• _Requirements_:
1. In the pgbench trigger walkthrough, transcribe the stretch from "Main Table: pgbench_history." through "pgbench init script.".
2. According to the pgbench trigger walkthrough, what value is stored in auditTable after every insert statement?

• _Document_:
>>>
The simulation primarily interacts with two permanent tables, pgbench_history and auditTable and creates two temporary tables per transaction

Main Table: pgbench_history.
Audit Table: auditTable.
Temporary Tables: old_pgbench_history and diff_pgbench_history.

Trigger Logic

The temporary tables are created as part of the trigger, while old_pgbench_history is a snapshot of pgbench_history created before insert statement, diff_pgbench_history is the “after” comparison. While technically we can use postgres transition table feature to refer to the diff table, this example acts as a simplified version of the more complex business workload.

Imagine we need to audit the max delta value over the rows of each insert statement, after every insert statement, we store the max delta value of diff_pgbench_history inside the auditTable. The detailed implementation is attached below in the pgbench init script.

Prepare empty Pgbench tables

Install pgbench tool on the client machine

$ sudo apt-get update
$ sudo apt-get install postgresql-contrib
$ pgbench --version

Create pgbench database

$ PGHOST=10.16.0.2 # this is a internal ip address for the AlloyDB server VM
$ psql -d postgres -h $PGHOST -U postgres

postgres=> create database pgbench;
CREATE DATABASE

[Optional] Verify that the pgbench tables are empty

$ psql -d pgbench -h $PGHOST -U postgres

pgbench=> SELECT 'pgbench_accounts' AS tbl, count(*) FROM pgbench_accounts
UNION ALL
SELECT 'pgbench_branches', count(*) FROM pgbench_branches
UNION ALL
SELECT 'pgbench_tellers', count(*) FROM pgbench_tellers
UNION ALL
SELECT 'pgbench_history', count(*) FROM pgbench_history;
       tbl        | count 
------------------+-------
 pgbench_accounts |     0
 pgbench_branches |     0
 pgbench_tellers  |     0
 pgbench_history  |     0
(4 rows)

Run the init script for the simulated workload

Create the custom init script insert_with_trigger_init.sql as follows

CREATE OR REPLACE FUNCTION create_old_pgbench_history()
RETURNS trigger
LANGUAGE plpgsql
AS $$
BEGIN
    EXECUTE 'CREATE TEMP TABLE IF NOT EXISTS old_pgbench_history ON COMMIT DROP AS SELECT * FROM pgbench_history';
    RETURN NEW;
END;
$$;

CREATE OR REPLACE FUNCTION create_diff_pgbench_history()
<<<
• _Collected material_:
>>>
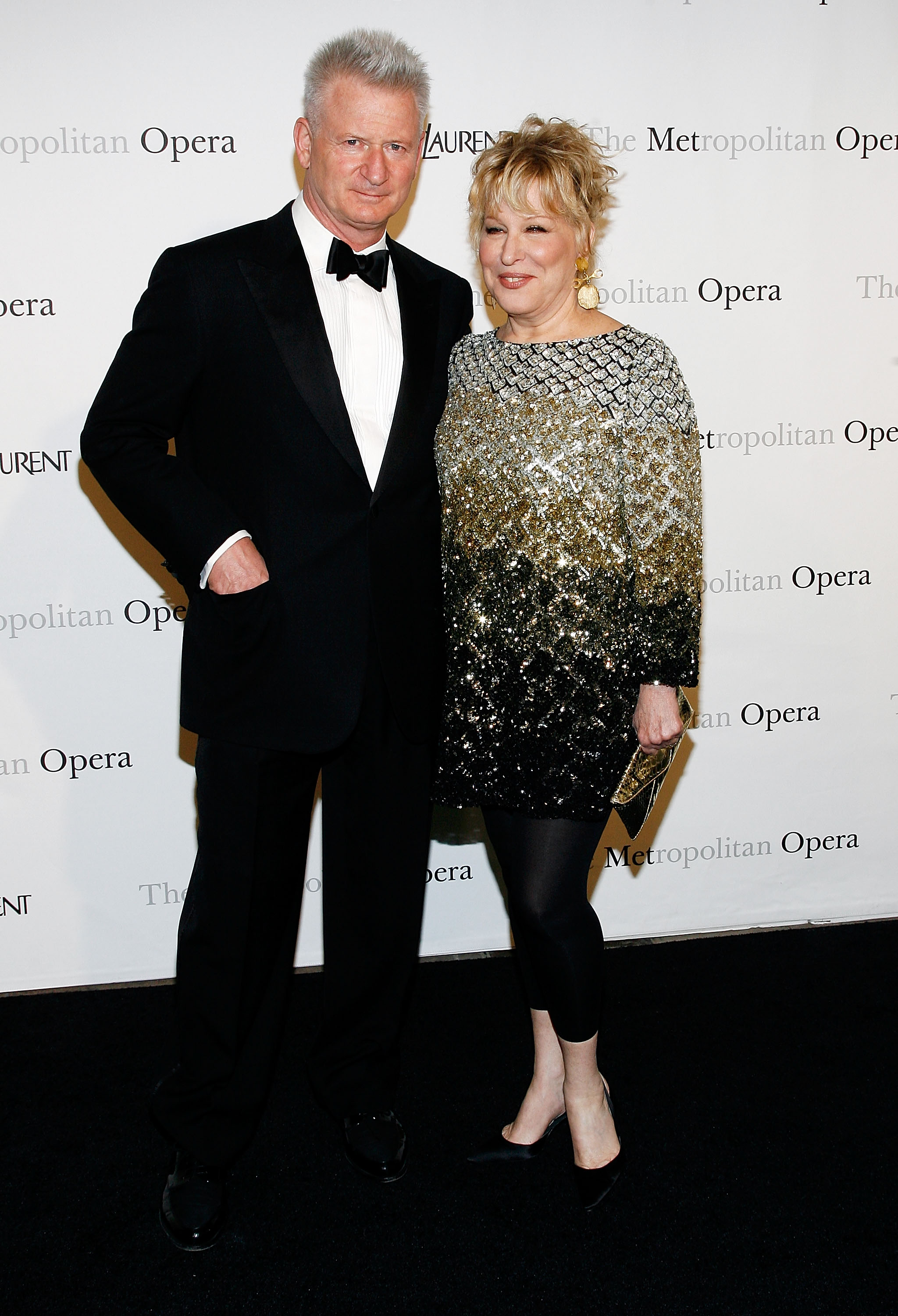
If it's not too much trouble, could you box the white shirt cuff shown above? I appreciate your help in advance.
[200,530,253,590]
<<<
• _Expected responses_:
1.
Main Table: pgbench_history.
Audit Table: auditTable.
Temporary Tables: old_pgbench_history and diff_pgbench_history.

Trigger Logic

The temporary tables are created as part of the trigger, while old_pgbench_history is a snapshot of pgbench_history created before insert statement, diff_pgbench_history is the “after” comparison. While technically we can use postgres transition table feature to refer to the diff table, this example acts as a simplified version of the more complex business workload.

Imagine we need to audit the max delta value over the rows of each insert statement, after every insert statement, we store the max delta value of diff_pgbench_history inside the auditTable. The detailed implementation is attached below in the pgbench init script.

2. The max delta value of diff_pgbench_history.